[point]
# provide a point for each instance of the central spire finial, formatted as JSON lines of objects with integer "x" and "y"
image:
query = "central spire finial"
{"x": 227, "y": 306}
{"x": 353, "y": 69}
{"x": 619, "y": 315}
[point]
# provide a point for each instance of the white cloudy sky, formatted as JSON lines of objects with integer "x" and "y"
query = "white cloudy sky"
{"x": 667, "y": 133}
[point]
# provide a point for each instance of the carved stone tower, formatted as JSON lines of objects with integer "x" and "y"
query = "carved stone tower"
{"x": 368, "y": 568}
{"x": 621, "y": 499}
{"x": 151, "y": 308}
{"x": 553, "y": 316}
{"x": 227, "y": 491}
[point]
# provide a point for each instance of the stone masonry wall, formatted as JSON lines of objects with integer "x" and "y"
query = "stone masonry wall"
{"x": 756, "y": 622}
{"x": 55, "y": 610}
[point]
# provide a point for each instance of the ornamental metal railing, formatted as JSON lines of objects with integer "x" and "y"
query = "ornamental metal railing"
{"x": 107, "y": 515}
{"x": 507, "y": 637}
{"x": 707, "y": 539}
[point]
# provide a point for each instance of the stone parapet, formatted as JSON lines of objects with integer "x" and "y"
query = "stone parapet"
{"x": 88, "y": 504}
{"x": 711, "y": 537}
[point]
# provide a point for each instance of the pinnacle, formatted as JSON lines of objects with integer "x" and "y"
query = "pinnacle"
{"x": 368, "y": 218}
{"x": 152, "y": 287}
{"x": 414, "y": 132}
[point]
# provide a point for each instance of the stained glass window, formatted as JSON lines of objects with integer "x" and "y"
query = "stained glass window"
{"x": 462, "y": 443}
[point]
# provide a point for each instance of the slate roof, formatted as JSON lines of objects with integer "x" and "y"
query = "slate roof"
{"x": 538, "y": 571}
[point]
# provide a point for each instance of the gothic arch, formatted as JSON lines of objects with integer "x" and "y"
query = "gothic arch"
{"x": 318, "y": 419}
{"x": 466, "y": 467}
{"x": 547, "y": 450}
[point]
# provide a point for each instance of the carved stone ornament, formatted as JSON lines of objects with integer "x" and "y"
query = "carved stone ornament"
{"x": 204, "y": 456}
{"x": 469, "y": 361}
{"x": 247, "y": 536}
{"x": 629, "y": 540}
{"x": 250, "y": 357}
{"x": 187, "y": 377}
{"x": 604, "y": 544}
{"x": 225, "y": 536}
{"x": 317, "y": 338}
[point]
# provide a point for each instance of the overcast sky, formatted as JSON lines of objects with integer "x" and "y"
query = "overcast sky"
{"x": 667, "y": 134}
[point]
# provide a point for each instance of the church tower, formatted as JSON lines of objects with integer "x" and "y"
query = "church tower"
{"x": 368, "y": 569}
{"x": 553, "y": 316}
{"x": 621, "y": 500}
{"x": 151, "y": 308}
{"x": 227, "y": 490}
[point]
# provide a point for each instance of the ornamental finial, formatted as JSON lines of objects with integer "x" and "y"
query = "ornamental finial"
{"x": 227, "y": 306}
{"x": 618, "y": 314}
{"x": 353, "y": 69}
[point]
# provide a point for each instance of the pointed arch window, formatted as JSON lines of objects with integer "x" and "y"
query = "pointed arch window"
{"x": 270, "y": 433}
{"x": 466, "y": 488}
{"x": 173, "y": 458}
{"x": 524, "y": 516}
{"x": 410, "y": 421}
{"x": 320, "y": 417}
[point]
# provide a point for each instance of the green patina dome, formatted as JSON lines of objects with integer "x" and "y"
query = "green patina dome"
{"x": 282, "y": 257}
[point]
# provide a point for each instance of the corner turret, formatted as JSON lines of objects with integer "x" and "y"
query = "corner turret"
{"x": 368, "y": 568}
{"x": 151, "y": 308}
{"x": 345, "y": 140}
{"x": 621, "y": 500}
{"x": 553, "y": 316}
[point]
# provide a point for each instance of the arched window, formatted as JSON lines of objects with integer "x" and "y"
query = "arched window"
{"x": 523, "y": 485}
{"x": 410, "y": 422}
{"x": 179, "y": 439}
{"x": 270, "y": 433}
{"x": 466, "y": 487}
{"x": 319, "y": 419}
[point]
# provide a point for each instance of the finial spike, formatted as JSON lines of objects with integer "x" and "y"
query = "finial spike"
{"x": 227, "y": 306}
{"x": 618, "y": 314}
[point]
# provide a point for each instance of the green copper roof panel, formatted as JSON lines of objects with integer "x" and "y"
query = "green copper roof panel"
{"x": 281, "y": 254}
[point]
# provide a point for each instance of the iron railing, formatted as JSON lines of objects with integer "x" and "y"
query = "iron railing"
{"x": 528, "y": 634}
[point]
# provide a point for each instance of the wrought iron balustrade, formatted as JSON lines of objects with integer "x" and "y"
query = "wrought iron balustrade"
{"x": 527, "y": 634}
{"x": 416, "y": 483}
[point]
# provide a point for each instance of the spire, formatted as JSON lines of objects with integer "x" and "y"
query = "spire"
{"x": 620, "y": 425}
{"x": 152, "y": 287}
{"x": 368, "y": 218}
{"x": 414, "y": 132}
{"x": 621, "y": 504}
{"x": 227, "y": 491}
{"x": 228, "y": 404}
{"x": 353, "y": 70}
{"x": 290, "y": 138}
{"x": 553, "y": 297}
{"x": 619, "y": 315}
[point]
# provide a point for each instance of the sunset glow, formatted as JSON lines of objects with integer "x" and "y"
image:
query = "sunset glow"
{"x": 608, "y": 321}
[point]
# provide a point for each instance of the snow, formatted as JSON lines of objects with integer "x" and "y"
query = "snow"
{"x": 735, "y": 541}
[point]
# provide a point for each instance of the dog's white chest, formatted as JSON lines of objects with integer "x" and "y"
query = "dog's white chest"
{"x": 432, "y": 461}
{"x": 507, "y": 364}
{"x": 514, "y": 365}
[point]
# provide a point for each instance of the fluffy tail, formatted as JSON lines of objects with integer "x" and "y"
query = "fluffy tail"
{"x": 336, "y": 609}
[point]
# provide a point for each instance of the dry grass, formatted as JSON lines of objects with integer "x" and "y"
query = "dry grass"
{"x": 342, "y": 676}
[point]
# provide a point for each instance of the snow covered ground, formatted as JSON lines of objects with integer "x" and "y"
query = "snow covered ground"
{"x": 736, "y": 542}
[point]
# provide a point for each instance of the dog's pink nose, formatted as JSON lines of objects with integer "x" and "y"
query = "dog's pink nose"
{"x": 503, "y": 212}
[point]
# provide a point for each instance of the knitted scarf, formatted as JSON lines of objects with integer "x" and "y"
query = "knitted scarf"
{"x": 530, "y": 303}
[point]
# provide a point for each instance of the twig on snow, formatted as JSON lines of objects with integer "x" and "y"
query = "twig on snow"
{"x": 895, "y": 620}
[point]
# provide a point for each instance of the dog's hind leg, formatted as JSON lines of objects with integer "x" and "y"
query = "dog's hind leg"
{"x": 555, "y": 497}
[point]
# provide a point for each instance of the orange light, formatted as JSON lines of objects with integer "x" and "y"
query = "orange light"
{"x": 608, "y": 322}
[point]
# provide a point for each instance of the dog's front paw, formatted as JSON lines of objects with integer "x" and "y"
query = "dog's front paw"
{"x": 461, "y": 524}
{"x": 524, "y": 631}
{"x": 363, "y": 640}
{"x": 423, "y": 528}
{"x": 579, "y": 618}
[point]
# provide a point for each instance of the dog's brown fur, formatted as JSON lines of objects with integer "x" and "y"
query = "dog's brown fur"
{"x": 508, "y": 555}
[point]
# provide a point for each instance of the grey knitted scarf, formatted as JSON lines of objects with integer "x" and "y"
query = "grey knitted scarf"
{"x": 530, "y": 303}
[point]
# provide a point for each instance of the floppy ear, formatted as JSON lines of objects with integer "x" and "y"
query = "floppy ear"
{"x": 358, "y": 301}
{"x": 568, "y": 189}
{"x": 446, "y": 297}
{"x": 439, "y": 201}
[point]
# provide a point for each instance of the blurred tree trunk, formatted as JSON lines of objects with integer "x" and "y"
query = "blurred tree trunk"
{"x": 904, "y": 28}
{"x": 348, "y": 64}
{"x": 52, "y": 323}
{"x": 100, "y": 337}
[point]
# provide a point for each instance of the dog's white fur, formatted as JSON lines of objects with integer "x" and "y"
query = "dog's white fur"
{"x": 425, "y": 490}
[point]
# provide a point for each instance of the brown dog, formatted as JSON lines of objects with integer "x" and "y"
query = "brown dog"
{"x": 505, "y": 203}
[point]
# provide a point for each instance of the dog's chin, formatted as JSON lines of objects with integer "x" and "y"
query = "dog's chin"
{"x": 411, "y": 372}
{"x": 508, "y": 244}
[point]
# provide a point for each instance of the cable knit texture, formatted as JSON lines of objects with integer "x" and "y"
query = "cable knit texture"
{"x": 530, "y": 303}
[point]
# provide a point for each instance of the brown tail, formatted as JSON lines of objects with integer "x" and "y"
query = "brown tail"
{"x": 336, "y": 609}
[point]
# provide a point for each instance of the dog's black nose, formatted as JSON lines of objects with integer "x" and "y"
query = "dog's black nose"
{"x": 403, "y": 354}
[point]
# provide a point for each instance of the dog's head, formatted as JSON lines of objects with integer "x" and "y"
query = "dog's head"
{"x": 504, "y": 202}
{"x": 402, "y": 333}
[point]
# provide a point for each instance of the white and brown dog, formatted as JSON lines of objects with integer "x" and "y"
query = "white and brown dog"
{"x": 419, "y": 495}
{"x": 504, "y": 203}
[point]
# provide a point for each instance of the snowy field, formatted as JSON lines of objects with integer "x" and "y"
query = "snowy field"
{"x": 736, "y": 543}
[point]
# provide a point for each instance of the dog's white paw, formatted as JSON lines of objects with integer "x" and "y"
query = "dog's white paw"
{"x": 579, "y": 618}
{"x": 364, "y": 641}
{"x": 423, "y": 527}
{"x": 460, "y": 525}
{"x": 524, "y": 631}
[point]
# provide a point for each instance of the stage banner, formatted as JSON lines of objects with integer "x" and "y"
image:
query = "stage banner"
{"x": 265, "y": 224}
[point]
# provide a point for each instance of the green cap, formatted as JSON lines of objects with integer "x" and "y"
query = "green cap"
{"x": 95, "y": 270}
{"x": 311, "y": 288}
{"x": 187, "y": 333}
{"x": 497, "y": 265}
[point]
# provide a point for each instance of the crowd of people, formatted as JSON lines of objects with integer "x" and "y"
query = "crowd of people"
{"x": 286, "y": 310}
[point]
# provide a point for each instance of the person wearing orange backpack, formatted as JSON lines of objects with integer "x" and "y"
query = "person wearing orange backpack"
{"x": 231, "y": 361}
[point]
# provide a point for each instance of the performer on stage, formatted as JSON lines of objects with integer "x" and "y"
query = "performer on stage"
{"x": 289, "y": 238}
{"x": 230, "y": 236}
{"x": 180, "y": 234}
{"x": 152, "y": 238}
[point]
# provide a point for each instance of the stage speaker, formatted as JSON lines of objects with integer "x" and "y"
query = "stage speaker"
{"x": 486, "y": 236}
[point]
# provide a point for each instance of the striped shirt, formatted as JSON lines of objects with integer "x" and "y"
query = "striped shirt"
____
* [WRITTEN INSTRUCTION] Pull out every line in the records above that contains the string "crowd".

* [THE RESULT]
# provide a point for each instance of the crowd of people, formatted as JSON lines of objects with integer "x" and "y"
query = "crowd of people"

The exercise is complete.